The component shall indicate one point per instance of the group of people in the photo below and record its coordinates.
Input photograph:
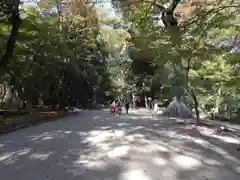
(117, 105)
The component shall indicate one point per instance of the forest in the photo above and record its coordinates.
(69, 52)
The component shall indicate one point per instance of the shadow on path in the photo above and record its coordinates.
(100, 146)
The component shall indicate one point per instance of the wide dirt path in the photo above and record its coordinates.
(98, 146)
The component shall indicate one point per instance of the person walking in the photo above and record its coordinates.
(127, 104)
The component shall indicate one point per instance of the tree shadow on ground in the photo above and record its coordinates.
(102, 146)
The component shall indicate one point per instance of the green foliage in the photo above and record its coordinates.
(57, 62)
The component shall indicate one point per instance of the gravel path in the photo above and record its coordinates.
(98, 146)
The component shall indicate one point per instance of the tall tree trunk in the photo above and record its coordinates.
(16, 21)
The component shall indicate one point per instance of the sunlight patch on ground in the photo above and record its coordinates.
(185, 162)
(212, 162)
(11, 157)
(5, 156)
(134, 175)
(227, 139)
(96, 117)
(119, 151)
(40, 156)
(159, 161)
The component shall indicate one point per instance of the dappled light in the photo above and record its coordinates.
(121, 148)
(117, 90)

····················

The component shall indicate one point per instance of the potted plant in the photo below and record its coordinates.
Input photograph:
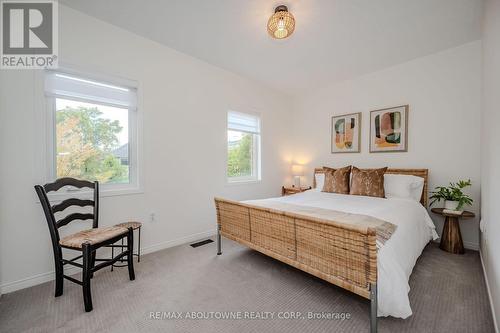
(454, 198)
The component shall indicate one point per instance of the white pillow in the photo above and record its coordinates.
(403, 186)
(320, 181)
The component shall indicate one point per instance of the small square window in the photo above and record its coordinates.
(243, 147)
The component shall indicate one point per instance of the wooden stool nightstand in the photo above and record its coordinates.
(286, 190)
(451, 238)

····················

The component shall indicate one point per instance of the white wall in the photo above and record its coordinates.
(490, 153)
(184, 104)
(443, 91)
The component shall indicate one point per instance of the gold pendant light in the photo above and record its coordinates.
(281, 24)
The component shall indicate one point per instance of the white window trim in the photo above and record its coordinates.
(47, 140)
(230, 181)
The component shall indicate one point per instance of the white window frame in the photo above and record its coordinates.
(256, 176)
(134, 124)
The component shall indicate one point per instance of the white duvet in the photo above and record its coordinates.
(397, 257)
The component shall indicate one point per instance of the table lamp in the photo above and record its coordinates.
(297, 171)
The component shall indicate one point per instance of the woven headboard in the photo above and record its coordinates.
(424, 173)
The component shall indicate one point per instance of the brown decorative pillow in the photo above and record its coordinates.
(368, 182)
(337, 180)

····················

__Exercise prompt__: List every line of the data above that contains the word "path", copying each one in full.

__Task result__:
The component shall indicate one point per instance of the shadow on path in the photo above and record its coordinates.
The component shall indicate one point per instance of the wide dirt path in the photo above and record its coordinates.
The component shall indicate one point per instance of the gravel path in the photo above and record its coordinates.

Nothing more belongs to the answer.